- [DIRECTION]
Pick out and copy each line of the items below that contains the string "basket". Matching is case-sensitive.

— begin MATERIAL PROVIDED —

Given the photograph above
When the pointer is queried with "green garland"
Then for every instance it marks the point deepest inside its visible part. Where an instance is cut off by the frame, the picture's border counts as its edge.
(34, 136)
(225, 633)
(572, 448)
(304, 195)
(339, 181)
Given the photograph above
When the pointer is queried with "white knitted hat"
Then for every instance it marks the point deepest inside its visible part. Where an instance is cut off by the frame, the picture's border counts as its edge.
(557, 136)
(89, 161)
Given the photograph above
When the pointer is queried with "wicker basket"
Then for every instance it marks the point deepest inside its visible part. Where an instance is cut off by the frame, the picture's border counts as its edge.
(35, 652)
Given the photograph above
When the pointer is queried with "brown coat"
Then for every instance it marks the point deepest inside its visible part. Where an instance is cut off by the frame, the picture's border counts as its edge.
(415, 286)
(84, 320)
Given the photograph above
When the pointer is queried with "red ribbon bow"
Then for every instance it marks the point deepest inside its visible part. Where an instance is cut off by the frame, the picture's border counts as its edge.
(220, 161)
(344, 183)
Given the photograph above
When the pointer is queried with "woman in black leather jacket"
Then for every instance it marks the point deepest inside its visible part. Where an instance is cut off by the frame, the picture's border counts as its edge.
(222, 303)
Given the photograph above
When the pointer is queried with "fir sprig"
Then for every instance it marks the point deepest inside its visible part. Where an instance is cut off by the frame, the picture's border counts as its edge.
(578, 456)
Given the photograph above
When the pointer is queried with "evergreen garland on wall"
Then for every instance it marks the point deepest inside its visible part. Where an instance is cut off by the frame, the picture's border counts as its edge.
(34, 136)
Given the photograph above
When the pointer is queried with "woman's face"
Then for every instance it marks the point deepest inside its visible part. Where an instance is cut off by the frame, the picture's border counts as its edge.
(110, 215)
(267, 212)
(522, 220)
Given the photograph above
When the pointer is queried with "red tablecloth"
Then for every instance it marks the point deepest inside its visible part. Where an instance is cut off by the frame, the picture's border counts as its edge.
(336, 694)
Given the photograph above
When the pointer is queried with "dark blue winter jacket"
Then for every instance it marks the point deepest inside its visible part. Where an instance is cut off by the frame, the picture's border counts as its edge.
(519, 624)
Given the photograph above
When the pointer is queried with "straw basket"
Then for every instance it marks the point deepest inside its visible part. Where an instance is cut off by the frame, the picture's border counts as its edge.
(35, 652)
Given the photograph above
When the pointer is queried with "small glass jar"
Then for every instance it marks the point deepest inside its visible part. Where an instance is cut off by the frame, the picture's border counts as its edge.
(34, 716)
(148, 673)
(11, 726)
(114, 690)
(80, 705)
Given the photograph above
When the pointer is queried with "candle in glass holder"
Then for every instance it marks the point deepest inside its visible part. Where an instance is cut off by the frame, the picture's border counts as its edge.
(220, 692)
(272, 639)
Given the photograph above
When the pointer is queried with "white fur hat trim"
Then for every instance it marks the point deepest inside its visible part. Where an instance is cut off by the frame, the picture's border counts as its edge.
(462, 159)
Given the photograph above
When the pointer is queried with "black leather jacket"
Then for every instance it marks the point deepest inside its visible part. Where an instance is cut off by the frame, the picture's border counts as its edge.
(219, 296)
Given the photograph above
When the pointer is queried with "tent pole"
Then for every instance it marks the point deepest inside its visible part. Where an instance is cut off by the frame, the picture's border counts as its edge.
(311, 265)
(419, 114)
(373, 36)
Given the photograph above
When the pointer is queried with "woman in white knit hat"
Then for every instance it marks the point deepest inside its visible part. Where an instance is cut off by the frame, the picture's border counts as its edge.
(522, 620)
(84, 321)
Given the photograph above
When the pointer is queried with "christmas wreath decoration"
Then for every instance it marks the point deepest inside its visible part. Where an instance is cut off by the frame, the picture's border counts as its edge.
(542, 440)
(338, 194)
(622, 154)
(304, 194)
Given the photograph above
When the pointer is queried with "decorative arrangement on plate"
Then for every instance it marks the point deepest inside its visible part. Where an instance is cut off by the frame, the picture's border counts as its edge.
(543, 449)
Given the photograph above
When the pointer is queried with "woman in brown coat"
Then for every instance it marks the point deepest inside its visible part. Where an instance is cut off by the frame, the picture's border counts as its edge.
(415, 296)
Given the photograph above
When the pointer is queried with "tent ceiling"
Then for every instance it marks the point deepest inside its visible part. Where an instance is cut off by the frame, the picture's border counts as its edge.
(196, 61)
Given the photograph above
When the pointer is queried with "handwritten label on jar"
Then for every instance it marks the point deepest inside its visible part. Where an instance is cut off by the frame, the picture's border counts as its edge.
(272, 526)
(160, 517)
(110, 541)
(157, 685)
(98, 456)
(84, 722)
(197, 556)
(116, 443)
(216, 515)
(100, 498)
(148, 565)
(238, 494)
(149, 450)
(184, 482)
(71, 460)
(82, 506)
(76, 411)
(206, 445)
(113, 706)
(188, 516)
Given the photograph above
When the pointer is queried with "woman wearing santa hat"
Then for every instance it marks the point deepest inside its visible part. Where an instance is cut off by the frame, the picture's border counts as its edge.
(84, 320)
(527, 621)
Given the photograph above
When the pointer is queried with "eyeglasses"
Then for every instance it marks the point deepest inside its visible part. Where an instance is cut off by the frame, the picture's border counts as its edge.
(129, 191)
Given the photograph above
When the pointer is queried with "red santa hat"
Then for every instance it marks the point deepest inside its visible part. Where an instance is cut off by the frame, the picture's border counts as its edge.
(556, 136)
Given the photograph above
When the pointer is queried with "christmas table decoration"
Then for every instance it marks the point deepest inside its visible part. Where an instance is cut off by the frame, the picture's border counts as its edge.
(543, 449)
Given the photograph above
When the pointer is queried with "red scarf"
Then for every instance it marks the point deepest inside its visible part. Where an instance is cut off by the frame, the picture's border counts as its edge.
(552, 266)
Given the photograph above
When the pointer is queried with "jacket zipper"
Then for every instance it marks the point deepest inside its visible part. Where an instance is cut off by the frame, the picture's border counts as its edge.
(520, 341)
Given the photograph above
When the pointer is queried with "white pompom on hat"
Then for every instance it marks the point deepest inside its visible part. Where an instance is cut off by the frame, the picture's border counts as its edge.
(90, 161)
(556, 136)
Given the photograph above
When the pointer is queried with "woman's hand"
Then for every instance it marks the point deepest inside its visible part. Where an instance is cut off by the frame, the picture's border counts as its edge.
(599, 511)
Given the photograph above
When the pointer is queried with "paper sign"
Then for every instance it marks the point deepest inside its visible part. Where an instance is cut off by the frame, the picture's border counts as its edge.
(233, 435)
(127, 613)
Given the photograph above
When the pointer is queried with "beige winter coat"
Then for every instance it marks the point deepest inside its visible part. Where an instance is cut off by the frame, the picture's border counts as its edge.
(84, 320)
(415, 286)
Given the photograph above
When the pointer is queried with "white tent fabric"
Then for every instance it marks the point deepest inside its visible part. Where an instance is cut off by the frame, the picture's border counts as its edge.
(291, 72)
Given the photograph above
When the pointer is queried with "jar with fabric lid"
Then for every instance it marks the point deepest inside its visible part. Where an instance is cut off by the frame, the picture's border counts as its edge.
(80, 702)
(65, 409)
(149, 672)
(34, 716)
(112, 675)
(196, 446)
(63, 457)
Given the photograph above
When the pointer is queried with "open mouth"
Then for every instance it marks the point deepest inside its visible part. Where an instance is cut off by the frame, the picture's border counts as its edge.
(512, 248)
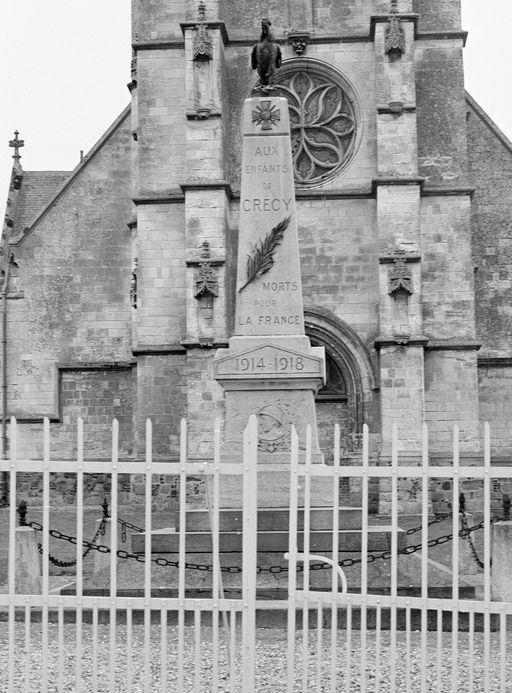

— end MATERIAL PROVIDED —

- [COMPLETE RESPONSE]
When the pointer is queried with "wicker basket"
When the pointer is queried with "straw basket"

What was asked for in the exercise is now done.